EXERCISE GOAL: Copy out all of the data below exactly, so that no word differs from the original.

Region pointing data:
● ● ●
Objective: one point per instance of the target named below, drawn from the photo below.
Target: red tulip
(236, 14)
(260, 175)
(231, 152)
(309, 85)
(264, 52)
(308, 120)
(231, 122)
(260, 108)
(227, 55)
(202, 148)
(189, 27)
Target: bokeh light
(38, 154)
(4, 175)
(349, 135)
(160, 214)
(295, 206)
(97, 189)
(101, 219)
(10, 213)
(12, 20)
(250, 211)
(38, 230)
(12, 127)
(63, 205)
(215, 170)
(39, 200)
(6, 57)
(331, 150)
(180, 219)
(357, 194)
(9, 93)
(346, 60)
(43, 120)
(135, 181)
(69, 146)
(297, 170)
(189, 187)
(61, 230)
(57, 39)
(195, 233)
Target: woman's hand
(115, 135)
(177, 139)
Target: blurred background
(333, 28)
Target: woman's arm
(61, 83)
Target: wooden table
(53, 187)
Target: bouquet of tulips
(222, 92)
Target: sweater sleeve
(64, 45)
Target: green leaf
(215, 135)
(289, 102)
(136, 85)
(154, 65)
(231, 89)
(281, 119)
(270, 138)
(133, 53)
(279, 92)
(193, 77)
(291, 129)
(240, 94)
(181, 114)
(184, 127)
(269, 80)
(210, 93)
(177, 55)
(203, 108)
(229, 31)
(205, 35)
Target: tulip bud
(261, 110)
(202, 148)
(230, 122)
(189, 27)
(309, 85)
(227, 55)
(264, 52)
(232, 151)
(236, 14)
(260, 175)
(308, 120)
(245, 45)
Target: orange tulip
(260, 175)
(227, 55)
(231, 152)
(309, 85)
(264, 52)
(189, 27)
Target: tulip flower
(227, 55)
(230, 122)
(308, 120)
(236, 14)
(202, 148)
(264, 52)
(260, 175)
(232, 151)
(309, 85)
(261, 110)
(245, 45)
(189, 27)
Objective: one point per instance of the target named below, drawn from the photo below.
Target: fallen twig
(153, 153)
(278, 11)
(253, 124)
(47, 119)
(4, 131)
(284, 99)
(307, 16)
● ● ●
SOLUTION:
Objective: one point per instance of the target named below, drawn from the photo below.
Target: red tulip
(236, 14)
(260, 175)
(231, 152)
(309, 85)
(264, 52)
(308, 120)
(231, 122)
(260, 108)
(227, 55)
(202, 148)
(189, 27)
Target: bokeh light
(38, 154)
(4, 175)
(349, 135)
(160, 214)
(295, 206)
(97, 189)
(101, 219)
(10, 213)
(12, 20)
(250, 211)
(38, 230)
(12, 127)
(63, 205)
(215, 170)
(39, 200)
(6, 57)
(331, 150)
(180, 219)
(357, 194)
(9, 93)
(346, 60)
(43, 120)
(135, 181)
(69, 146)
(297, 170)
(189, 187)
(61, 230)
(57, 39)
(195, 233)
Target: woman's hand
(115, 135)
(177, 139)
Target: blurred background
(333, 28)
Target: woman's arm
(61, 83)
Target: wooden table
(53, 187)
Target: bouquet of tulips
(222, 92)
Target: sweater sleeve
(64, 45)
Target: green leaf
(215, 135)
(289, 102)
(136, 85)
(154, 65)
(231, 89)
(281, 119)
(270, 138)
(133, 53)
(279, 92)
(193, 77)
(291, 129)
(240, 94)
(181, 114)
(184, 127)
(269, 80)
(210, 93)
(177, 55)
(203, 108)
(229, 31)
(205, 35)
Target: tulip bud
(261, 110)
(202, 148)
(230, 122)
(189, 27)
(309, 85)
(227, 55)
(264, 52)
(232, 151)
(236, 14)
(260, 175)
(308, 120)
(245, 45)
Target: orange tulip
(260, 175)
(227, 55)
(231, 152)
(309, 85)
(264, 52)
(189, 27)
Target: tulip flower
(227, 55)
(230, 122)
(308, 120)
(236, 14)
(202, 148)
(264, 52)
(260, 175)
(232, 151)
(309, 85)
(261, 110)
(245, 45)
(189, 27)
Objective: one point per instance of the target named below, drawn from the photo below.
Target: fallen twig
(153, 153)
(278, 11)
(253, 124)
(47, 119)
(4, 131)
(284, 99)
(307, 16)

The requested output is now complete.